— Short task —
Turn the material below into a Markdown table with the columns Row and Line, one row per line and blank lines left out. Leave any pictures out of the table.

Start of Material for this exercise

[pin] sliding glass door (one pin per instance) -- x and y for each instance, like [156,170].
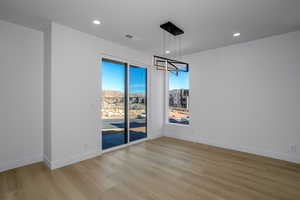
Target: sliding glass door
[137,103]
[124,103]
[113,108]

End of Material for this exercise

— Output of the exercise —
| Row | Line |
|---|---|
| 1 | [pin] sliding glass door (one pin per instance) -- x and y for each instance, like [156,170]. |
| 2 | Target: sliding glass door |
| 3 | [137,103] |
| 4 | [124,103] |
| 5 | [113,108] |